Document section:
[Start of Attachment]

Restaurateur and Watts native Keith Corbin opened Alta Adams in South Los Angeles in 2018, serving reimagined Southern cuisine.

The Alta Adams is said to be one of the few hot spots in South Los Angeles where Black Hollywood is likely to convene for comfort food, lively entertainment and specialty cocktails crafted with local ingredients. 

Restaurateur and Watts native Keith Corbin teamed with Michelin-starred restaurateur Daniel Patterson and opened Alta Adams in 2018. Since then, neighborhood residents and celebrities such as Diddy, Jay-Z, Issa Rae, Sterling K. Brown and Lena Waithe have come to enjoy Corbin’s reimagined soul food cuisine and the restaurant’s outdoor space that allows for “spontaneous dance parties,” per The Hollywood Reporter.

Posing on a night out at Alta Adams restaurant in South Los Angeles are (from left) Diddy, eatery co-owner/chef Keith Corbin, Jay-Z and Gwen Etta, a former Alta Adams sous chef. (Photo: Screenshot/Instagram)

Corbin tells THR he was “nervous as hell” shortly before the opening of Alta Adams, located in Los Angeles’ historic West Adams neighborhood, at 5359 West Adams Blvd.

“[But] for our soft opening, John Legend showed up. Then, from there, Tiffany Haddish. Tracee Ellis Ross showed up, and she told me that she would be the first person to book my restaurant for an event,” Corbin said. The actress later bought out the entire space for a “Women of Black-ish” dinner.

Corbin’s flavorful menu boasts vegetarian collard greens enhanced with wood-chip-smoked oil, grilled pork chops topped with Southern chow chow relish, fried chicken, black eyed pea fritters, candied yams with spiced pecans, braised oxtails and cornbread. Each dish is composed to encourage sharing.

As decribed on Alta Adams’ website: “Our bar program features a thoughtfully curated wine list, beer, and cocktails with an emphasis on local ingredients. Cocktails include the Lunchbox with peanuts, butter-washed whiskey, huckleberry + Aperol, and Through the Grapevine with vodka, concord grapes, tarragon and Burma Tonic.”

The menu “fuses the Southern flavors and dishes Corbin grew up eating and preparing alongside his grandmother with a vibrant aesthetic and produce-driven approach,” its website touts.

“Our mission at Alta has always been to create a space of love and inclusivity, to cook the best food we can, to provide warm service and to support our community,” says chef Corbin, a married father who previously worked at an oil refinery before his “late start” as a professional chef and foray into the culinary world.

[End of Attachment]

Dataset excerpts
[Start of Attachment]

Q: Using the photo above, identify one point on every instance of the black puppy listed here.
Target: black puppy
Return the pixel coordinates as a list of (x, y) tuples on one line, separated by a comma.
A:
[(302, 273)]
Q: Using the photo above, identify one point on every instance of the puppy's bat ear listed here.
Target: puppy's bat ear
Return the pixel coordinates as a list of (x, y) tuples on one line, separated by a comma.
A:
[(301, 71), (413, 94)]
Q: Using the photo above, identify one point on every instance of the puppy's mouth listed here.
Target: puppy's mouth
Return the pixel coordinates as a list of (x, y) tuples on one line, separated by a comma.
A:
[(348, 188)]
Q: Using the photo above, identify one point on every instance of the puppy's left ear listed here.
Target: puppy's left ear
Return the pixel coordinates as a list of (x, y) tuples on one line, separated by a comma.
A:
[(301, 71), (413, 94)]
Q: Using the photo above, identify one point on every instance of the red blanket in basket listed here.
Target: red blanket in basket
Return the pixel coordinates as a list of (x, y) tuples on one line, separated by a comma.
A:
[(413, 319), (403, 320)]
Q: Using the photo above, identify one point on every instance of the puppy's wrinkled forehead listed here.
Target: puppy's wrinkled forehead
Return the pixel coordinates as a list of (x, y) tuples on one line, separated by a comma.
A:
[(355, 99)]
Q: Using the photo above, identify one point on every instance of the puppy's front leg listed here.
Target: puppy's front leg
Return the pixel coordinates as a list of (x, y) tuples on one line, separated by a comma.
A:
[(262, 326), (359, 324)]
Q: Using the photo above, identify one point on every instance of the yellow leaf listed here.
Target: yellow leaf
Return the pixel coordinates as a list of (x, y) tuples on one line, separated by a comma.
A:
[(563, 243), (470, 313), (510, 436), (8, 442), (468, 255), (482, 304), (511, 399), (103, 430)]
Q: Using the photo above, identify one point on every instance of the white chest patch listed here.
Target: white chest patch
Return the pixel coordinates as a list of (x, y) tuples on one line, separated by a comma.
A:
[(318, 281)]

[End of Attachment]

Instructions:
a: Decide whether each statement agrees with the article about Alta Adams, answering yes or no and quoting the words from the article that settle it: (i) Keith Corbin opened Alta Adams together with Daniel Patterson. (ii) Before becoming a professional chef, Corbin worked at an oil refinery. (iii) The collard greens on the menu are cooked with smoked pork.
b: Write out the part of the article about Alta Adams from "The Alta Adams" up to and including "with local ingredients.".
These items have no connection to the article about Alta Adams.

Exercise responses:
a:
(i) Yes: "Restaurateur and Watts native Keith Corbin teamed with Michelin-starred restaurateur Daniel Patterson and opened Alta Adams in 2018."
(ii) Yes: "a married father who previously worked at an oil refinery before his “late start” as a professional chef"
(iii) No: "vegetarian collard greens enhanced with wood-chip-smoked oil"

b:
The Alta Adams is said to be one of the few hot spots in South Los Angeles where Black Hollywood is likely to convene for comfort food, lively entertainment and specialty cocktails crafted with local ingredients.